Photo-based point labeling data:
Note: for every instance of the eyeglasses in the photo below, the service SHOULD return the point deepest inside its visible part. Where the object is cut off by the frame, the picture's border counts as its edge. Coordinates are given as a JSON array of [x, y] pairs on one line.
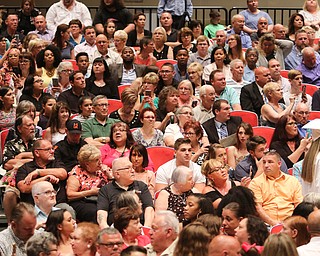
[[102, 105], [48, 192], [111, 245], [45, 149]]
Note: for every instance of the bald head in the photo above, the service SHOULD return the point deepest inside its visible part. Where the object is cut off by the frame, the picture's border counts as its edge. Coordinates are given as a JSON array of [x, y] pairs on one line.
[[224, 245], [314, 223]]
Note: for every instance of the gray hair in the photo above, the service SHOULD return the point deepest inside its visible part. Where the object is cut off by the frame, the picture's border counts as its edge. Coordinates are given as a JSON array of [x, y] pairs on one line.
[[107, 231], [64, 65], [37, 187], [40, 242], [203, 89], [169, 219], [179, 175]]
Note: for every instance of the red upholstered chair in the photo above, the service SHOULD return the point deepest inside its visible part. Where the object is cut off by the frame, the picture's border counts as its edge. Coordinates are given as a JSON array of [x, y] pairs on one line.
[[114, 105], [314, 115], [160, 155], [161, 62], [247, 116], [265, 132]]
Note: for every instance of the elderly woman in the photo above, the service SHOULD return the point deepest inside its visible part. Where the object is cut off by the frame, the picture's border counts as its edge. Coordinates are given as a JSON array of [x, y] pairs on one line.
[[174, 196], [64, 70], [271, 48], [186, 93], [120, 41], [136, 35], [147, 135], [195, 71], [185, 37], [287, 142], [84, 239], [128, 223], [127, 113], [84, 182], [48, 60], [273, 110], [161, 50], [168, 103]]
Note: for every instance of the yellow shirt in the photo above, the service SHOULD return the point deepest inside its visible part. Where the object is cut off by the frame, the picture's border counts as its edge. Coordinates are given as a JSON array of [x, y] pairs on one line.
[[279, 196]]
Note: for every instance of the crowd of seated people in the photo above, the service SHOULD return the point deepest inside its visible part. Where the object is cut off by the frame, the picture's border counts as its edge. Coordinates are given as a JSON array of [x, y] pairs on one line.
[[85, 102]]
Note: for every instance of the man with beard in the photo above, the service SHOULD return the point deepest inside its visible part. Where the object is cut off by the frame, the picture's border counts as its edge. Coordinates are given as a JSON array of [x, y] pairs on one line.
[[180, 69], [67, 150], [127, 72], [44, 167]]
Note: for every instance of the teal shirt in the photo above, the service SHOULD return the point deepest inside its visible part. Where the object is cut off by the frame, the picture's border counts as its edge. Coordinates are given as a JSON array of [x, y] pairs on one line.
[[93, 129]]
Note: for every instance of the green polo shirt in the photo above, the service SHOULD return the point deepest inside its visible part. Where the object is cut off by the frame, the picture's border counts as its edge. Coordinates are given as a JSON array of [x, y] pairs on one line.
[[92, 128]]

- Problem to work on -
Reproduce the data word for word from its beginning through the line containing "[[102, 105], [48, 192], [111, 245], [45, 149]]", with both ends included. Leave the pictures out of your copy.

- Result below -
Note: for every instance of the eyeglasses in the photo below, the service SHOULD return the point deepest inside its visible part. Where the object is cut off by the frame, the picture's border counts as its edge. Coordinates are given as a JSON array of [x, y] pairs on one line.
[[102, 105], [48, 192], [111, 245], [45, 149]]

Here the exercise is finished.